* **LISTING**:
(begin)

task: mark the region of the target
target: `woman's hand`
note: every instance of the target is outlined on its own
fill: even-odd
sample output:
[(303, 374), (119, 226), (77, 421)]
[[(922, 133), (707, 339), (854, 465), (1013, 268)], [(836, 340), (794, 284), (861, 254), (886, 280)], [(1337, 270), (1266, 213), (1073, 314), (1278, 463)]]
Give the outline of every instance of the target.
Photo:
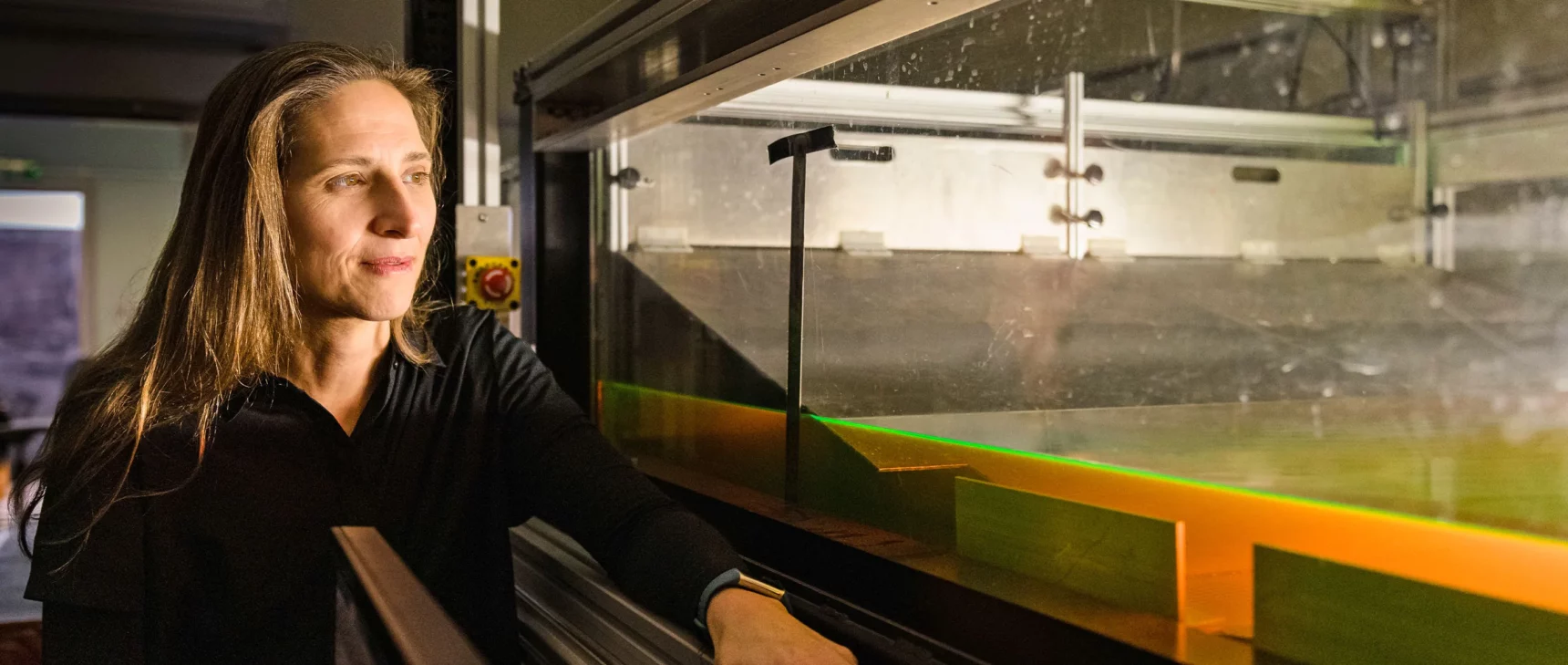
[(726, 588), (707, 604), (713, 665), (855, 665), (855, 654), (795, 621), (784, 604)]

(end)
(begin)

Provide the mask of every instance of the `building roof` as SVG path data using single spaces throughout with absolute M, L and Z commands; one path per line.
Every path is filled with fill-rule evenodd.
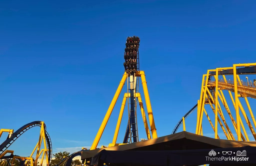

(end)

Reproduce the entries verbatim, beginning at the line containing "task: mark the region of the target" and stopping after the line containing "621), (784, 604)]", but omit the pictures.

task: mark the region of the target
target: `woman's hand`
note: every instance of the target is outlined on its own
fill: even-odd
sample output:
[(303, 374), (119, 226), (77, 421)]
[[(922, 133), (707, 339), (854, 465), (1013, 268)], [(836, 340), (794, 284), (861, 254), (886, 280)], [(1337, 270), (1266, 213), (1073, 314), (1278, 463)]]
Give the outline of every instance of the target.
Photo:
[(726, 588), (707, 604), (713, 665), (855, 665), (855, 654), (795, 621), (784, 604)]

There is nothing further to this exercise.